TEXTO ::
☆ ☆ ☆ ☆

# nosotros queremos comer pizza en/por la tarde.



## tiranico hipocrita

No entiendo por qué "por" se usa como "en". A veces no sé cuando usar *en* o *por*. Por ejemplo, escribí esta oracion, "nosotros queremos comer pizza *en *la tarde*" *pero creo que está mal.

es "nosotros queremos comer pizza *en *o* por* la tarde"?


----------



## atento

I would say por la tarde, because i ve heard it like this many times. I think that some people in Latin America use also the form en la tarde. Though i am not a naitive speaker, so you should expect better answers from other people.


----------



## nocturnidad

Mejor, "Por la tarde" que es el momento del día en que tiene lugar la acción (Ej- "por la mañana sale el sol"..no "en la mañana sale el sol" etc...) "en la tarde" no es frecuente, incluso "a la tarde" sería más frecuente quizás que "en la tarde", pero el uso general es POR "por la tarde/mañana/noche."

☆ ☆ ☆ ☆

Elementos de una fuente de datos:
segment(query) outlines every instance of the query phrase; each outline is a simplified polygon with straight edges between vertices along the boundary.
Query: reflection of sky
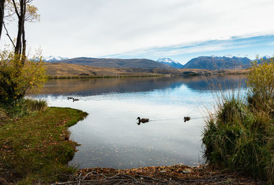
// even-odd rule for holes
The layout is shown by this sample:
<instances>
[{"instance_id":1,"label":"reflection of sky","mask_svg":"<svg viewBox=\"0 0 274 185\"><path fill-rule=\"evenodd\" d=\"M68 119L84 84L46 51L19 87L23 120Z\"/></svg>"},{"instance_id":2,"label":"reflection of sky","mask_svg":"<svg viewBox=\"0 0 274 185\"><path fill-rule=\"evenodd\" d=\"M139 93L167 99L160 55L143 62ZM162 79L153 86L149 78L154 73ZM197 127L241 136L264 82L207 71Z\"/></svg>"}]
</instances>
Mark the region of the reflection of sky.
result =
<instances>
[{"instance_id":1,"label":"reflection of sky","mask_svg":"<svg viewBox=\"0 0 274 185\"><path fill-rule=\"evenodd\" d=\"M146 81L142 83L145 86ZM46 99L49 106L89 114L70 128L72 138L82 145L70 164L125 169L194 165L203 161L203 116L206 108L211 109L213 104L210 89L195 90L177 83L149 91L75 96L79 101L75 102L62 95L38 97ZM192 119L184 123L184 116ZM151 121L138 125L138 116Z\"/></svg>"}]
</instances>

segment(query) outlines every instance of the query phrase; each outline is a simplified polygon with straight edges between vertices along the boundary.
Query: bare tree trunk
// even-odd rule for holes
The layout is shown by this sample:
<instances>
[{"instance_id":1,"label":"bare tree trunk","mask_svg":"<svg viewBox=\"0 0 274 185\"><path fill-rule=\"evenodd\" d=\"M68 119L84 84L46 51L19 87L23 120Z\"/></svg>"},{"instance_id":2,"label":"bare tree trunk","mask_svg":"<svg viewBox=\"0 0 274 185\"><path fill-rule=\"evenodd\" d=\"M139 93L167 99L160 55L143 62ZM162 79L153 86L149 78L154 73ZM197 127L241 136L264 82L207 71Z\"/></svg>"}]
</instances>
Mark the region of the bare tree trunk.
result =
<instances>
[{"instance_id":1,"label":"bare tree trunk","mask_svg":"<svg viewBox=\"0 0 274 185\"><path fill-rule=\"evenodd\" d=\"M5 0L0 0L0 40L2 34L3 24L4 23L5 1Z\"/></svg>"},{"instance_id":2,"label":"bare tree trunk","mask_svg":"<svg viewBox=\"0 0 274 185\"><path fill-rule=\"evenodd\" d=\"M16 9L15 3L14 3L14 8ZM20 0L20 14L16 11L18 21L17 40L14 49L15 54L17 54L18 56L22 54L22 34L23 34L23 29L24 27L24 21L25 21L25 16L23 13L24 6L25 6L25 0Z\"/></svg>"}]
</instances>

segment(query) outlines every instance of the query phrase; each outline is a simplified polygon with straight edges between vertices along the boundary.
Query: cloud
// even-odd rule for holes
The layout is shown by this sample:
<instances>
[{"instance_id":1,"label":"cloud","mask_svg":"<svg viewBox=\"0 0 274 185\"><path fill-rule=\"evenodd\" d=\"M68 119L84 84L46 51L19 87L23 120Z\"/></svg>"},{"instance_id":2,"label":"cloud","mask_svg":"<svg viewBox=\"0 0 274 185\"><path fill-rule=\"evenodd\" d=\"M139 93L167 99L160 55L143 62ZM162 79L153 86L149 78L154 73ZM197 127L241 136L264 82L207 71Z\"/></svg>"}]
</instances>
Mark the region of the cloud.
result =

☆ ☆ ☆ ☆

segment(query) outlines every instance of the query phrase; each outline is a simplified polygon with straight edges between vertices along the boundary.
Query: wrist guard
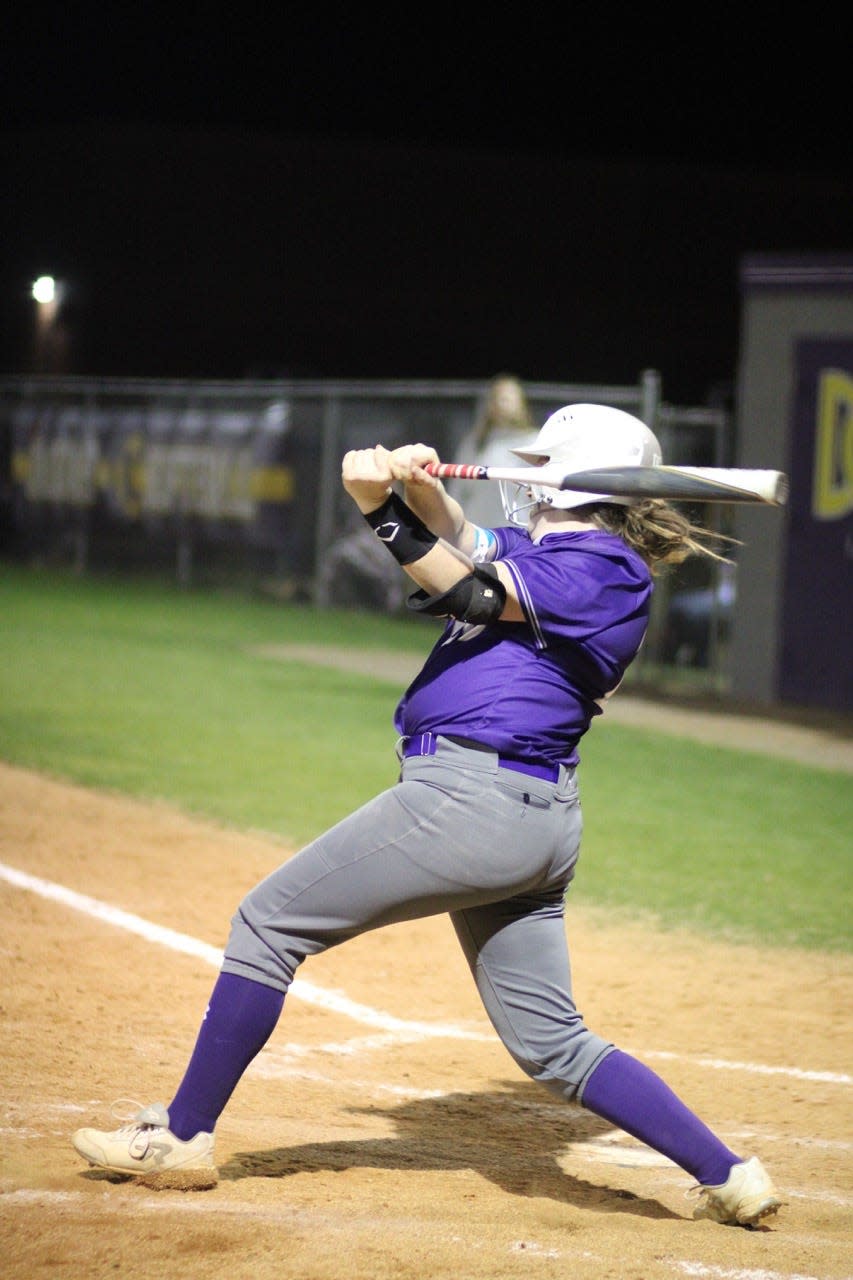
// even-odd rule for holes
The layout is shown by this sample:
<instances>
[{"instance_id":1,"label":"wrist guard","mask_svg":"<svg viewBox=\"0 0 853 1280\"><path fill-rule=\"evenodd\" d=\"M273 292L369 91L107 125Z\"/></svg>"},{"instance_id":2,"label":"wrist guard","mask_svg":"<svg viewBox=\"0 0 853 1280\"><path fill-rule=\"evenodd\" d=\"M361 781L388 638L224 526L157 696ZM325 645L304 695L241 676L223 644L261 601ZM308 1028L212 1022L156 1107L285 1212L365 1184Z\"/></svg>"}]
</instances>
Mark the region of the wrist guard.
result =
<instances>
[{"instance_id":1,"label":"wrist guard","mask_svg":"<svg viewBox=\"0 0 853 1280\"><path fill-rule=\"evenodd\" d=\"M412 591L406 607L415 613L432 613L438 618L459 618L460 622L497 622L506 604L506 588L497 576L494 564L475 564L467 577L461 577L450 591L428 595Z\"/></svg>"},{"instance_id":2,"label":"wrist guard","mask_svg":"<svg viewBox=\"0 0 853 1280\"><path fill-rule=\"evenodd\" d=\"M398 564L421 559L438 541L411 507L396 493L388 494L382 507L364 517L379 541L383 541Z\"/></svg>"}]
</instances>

☆ ☆ ☆ ☆

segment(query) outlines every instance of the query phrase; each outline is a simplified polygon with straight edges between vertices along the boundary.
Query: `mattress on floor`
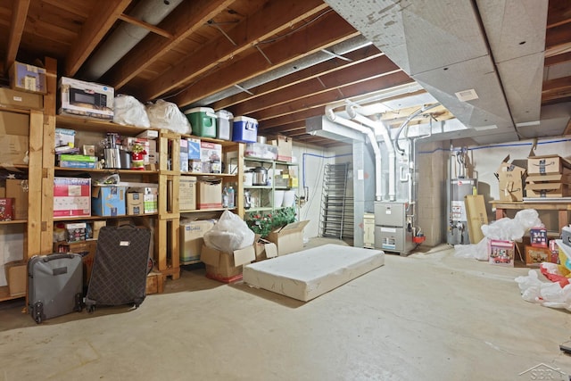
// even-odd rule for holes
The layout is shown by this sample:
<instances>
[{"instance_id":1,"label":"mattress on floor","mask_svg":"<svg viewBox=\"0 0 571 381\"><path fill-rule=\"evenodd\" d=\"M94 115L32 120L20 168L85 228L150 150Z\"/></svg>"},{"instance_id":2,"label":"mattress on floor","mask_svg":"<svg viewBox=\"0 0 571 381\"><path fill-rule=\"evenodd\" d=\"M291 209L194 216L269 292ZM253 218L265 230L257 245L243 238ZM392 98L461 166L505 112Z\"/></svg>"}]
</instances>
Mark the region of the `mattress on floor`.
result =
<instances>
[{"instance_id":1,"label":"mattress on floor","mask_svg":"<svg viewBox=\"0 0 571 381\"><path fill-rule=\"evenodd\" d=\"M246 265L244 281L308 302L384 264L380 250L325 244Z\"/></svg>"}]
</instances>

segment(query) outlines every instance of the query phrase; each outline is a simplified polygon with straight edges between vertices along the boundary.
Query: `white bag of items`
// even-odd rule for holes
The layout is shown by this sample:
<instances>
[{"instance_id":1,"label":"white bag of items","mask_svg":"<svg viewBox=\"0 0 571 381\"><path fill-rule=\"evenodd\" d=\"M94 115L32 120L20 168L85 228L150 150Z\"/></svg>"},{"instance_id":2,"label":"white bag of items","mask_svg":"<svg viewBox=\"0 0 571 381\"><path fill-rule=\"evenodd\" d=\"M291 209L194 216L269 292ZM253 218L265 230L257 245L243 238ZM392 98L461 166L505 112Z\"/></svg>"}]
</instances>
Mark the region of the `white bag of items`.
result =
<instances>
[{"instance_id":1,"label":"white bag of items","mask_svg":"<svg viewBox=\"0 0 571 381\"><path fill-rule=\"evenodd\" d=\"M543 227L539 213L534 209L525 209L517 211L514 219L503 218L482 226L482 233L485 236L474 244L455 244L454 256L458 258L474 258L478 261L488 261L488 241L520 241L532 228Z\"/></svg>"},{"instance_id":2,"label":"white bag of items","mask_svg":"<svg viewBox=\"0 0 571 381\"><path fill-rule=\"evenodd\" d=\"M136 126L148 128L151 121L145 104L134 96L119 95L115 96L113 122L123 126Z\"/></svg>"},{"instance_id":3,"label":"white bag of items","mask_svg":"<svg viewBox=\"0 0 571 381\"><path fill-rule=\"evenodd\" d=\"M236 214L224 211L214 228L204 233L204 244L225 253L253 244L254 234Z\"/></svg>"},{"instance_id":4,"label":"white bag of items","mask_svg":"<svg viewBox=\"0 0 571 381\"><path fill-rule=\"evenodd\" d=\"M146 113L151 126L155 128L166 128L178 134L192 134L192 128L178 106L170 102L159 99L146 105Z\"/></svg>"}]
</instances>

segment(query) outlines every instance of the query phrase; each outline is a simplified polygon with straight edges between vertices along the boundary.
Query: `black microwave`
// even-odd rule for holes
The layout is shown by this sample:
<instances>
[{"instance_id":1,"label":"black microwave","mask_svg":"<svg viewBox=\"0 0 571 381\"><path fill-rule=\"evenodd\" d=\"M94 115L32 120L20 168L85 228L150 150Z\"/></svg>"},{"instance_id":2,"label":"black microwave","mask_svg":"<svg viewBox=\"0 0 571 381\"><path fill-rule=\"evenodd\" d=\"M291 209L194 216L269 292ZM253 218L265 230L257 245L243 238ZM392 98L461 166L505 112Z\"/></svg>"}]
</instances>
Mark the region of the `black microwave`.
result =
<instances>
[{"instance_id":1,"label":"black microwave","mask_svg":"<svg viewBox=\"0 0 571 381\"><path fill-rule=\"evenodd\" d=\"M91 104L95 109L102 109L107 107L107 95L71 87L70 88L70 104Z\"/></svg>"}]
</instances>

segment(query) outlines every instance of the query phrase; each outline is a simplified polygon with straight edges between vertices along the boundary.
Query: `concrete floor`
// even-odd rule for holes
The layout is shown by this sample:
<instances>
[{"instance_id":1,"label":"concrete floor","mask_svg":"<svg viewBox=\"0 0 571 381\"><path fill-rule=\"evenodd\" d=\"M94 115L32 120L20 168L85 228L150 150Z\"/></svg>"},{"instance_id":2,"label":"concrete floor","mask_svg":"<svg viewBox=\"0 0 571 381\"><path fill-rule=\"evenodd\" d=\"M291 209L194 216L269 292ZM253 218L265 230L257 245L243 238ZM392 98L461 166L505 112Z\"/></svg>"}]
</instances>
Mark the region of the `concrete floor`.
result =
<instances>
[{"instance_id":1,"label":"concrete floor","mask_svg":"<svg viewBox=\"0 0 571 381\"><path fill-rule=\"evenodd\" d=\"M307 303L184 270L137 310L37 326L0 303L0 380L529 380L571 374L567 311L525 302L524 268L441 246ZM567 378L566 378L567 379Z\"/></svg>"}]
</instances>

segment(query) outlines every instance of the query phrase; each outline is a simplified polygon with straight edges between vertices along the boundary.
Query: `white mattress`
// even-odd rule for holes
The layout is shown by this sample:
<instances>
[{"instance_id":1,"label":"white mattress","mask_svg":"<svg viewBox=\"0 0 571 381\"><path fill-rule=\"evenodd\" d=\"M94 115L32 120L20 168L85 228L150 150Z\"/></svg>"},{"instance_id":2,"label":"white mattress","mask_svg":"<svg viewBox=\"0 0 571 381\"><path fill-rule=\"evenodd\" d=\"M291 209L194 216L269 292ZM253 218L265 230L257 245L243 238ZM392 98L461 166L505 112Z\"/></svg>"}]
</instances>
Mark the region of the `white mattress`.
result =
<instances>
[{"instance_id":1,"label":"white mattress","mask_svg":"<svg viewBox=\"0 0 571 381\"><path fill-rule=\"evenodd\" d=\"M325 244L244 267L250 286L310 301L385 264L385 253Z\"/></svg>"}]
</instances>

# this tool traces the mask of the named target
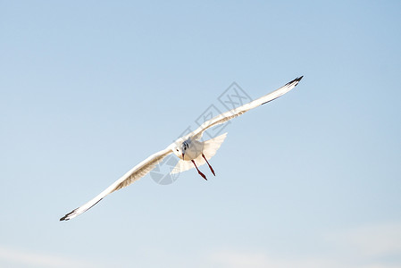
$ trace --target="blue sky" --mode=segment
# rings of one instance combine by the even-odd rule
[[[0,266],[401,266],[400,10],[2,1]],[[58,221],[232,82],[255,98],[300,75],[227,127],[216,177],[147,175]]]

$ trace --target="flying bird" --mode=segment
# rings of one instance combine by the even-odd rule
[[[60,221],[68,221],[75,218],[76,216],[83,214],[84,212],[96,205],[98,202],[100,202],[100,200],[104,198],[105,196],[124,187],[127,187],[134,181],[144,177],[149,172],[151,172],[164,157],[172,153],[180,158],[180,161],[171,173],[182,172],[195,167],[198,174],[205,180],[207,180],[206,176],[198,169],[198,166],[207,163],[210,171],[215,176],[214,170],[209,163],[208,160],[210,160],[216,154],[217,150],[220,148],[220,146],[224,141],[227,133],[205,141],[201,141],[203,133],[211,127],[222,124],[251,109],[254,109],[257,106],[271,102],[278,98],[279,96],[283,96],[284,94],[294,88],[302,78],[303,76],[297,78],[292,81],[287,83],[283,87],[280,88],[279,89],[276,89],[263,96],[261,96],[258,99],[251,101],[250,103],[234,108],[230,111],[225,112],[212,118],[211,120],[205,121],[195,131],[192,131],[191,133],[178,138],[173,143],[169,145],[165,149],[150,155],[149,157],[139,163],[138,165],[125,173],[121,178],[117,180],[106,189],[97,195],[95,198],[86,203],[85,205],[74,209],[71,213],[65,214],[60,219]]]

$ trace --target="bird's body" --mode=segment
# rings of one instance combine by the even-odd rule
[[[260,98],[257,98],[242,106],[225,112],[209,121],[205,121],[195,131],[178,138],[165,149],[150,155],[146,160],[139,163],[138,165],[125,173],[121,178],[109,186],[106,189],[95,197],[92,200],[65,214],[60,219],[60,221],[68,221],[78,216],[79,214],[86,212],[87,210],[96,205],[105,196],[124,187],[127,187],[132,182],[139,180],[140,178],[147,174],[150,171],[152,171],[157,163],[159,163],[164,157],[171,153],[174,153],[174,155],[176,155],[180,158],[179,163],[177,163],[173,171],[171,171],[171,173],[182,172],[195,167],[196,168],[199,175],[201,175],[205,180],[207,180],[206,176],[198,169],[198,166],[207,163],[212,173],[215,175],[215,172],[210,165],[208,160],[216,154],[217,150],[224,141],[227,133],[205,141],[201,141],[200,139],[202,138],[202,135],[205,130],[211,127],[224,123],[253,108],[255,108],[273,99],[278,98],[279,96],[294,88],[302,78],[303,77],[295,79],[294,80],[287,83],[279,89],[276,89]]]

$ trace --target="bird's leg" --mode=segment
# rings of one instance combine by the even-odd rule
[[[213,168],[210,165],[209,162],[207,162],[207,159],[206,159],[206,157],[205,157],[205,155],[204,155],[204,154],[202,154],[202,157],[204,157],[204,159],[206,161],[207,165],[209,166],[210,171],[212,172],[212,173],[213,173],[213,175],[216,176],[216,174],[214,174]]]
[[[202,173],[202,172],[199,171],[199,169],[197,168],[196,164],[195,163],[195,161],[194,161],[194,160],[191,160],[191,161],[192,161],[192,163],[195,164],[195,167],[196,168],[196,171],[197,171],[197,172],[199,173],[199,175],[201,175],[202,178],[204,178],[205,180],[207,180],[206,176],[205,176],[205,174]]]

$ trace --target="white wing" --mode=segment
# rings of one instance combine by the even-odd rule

☆ ☆ ☆ ☆

TAREAS PROPUESTAS ::
1. Enumera los nombres de usuario que firman las intervenciones del hilo.
2. Transcribe del hilo el fragmento que va de "## tiranico hipocrita" a "from other people.", ambos incluidos.
Responde basándote solo en el hilo.

SOLUCIONES ::
1. tiranico hipocrita, atento, nocturnidad

2.
## tiranico hipocrita

No entiendo por qué "por" se usa como "en". A veces no sé cuando usar *en* o *por*. Por ejemplo, escribí esta oracion, "nosotros queremos comer pizza *en *la tarde*" *pero creo que está mal.

es "nosotros queremos comer pizza *en *o* por* la tarde"?


----------



## atento

I would say por la tarde, because i ve heard it like this many times. I think that some people in Latin America use also the form en la tarde. Though i am not a naitive speaker, so you should expect better answers from other people.